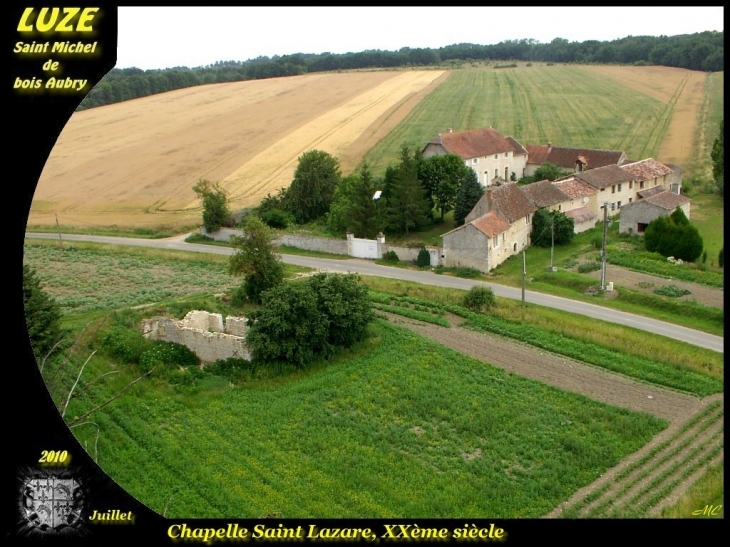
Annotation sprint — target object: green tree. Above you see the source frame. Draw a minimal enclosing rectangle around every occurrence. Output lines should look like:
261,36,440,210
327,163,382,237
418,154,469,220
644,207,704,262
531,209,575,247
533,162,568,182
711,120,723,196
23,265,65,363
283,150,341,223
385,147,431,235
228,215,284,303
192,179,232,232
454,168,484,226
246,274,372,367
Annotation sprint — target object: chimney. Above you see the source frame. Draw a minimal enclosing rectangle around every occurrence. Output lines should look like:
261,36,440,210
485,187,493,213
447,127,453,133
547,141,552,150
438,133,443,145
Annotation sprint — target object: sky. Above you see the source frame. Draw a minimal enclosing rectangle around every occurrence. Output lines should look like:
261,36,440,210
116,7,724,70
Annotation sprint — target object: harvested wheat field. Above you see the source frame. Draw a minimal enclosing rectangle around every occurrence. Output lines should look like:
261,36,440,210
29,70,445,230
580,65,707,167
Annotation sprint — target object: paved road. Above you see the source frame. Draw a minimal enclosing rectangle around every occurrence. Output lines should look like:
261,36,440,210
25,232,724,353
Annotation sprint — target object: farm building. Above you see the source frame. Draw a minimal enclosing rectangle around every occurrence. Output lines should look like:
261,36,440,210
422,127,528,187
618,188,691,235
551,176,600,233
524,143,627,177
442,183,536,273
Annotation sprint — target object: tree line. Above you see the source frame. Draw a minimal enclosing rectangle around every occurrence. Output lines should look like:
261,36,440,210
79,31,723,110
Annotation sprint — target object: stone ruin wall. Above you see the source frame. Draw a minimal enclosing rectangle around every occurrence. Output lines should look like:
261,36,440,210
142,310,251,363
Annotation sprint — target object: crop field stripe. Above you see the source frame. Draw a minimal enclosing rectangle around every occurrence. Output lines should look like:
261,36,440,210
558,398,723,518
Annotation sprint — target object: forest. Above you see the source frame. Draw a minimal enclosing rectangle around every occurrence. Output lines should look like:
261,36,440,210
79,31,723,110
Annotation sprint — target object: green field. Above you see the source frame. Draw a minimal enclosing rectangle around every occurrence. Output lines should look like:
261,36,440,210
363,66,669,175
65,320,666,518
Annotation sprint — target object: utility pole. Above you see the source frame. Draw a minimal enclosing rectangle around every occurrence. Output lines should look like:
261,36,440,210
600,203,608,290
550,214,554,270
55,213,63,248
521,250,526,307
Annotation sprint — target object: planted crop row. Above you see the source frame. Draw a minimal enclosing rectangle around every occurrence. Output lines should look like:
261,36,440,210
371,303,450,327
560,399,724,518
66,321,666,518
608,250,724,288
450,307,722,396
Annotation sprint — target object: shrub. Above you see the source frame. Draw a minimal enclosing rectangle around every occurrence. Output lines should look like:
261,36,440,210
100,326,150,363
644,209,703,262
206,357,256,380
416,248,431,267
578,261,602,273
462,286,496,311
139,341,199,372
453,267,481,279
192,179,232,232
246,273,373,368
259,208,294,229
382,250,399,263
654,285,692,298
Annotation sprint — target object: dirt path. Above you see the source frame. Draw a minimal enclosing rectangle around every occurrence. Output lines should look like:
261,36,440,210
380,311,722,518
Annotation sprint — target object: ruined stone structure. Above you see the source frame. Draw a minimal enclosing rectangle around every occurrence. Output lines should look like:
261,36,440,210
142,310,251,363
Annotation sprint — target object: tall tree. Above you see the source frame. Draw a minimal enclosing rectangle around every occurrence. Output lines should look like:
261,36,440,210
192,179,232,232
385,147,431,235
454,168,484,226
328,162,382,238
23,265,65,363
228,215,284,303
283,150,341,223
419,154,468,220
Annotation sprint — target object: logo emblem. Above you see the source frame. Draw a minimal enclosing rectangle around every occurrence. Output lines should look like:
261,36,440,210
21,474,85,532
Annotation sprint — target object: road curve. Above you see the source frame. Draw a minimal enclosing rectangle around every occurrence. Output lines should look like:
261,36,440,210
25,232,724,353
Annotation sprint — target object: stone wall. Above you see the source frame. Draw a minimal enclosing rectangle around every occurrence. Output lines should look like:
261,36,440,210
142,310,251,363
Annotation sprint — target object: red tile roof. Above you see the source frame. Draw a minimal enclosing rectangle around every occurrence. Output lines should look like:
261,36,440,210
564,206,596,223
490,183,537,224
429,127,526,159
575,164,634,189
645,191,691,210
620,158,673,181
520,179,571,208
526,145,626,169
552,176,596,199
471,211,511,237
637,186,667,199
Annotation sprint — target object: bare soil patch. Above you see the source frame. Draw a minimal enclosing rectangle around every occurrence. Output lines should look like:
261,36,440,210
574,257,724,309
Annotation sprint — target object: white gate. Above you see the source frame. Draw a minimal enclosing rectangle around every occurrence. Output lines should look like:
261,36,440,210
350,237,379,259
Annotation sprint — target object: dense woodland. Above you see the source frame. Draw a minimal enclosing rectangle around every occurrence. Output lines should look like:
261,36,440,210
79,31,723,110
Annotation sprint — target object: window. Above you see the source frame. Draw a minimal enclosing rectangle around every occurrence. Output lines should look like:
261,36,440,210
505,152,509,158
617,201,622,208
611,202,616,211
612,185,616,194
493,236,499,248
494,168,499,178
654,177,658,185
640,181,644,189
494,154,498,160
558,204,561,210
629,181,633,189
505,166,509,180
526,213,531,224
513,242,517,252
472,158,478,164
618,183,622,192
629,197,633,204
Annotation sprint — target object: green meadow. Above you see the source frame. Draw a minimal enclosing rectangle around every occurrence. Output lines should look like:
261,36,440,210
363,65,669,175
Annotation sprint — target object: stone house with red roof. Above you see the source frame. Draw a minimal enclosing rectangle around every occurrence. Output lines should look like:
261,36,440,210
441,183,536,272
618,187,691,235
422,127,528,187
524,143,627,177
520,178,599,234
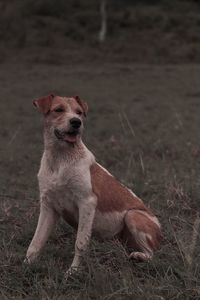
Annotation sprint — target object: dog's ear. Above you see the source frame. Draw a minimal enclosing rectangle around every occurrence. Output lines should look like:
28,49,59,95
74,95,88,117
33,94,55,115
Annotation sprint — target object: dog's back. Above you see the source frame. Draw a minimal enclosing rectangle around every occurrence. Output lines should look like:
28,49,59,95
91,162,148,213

+++

TASK DIRECTIONS: Return word for word the lines above from the line with "Annotation sprint — target object: planted" to the line with "Annotation sprint — target object: road", including both and leaving out all others.

WRITTEN RESPONSE:
Annotation sprint — target object: planted crop row. Above you see the source frame. Draw a minimal enclosing rectangle around every occurrence. Output lines should look like:
261,36,440,210
371,303,450,327
560,399,724,518
66,321,666,518
608,250,724,288
450,307,722,396
Annotation sprint — target object: shrub. Above you see the source frame. Draw a minimal enclosing rectangle around every occurrence. Output lines should look like:
261,36,440,210
100,326,150,363
644,209,703,262
206,357,256,380
416,248,431,267
578,261,602,273
462,286,496,311
139,341,199,372
453,267,481,279
192,179,232,232
246,273,373,368
259,208,294,229
382,250,399,263
654,285,692,298
Annotation sprint — target object: dirt path. Above you see the source frame. Draw a minimal enclosing rectangle around every occurrence. Output lines should look like:
261,36,440,210
380,311,722,518
Annotation sprint — target object: ruined stone structure. Above you see the source frame. Draw a minimal enclosing rectangle around every occurrence. Output lines should look like:
261,36,440,210
142,310,251,363
Annotation sprint — target object: tall tree. Above you see the source frame. Draw a minimal enclosing rectangle around every occurrence. Output lines should look like:
261,36,440,210
192,179,232,232
385,147,431,235
454,168,484,226
328,162,382,238
23,265,65,363
228,215,284,303
283,150,341,223
419,154,468,220
Annotation sprint — target object: logo emblem. Above you see the source frame. Draw a minimal enclosing rectangle around every occurrence. Output lines should look like:
261,36,440,210
21,474,85,532
Annotation sprint — target object: road curve. Above you see the source frame. Draw a minimal enclosing rectangle around every occurrence. Output lines should look like:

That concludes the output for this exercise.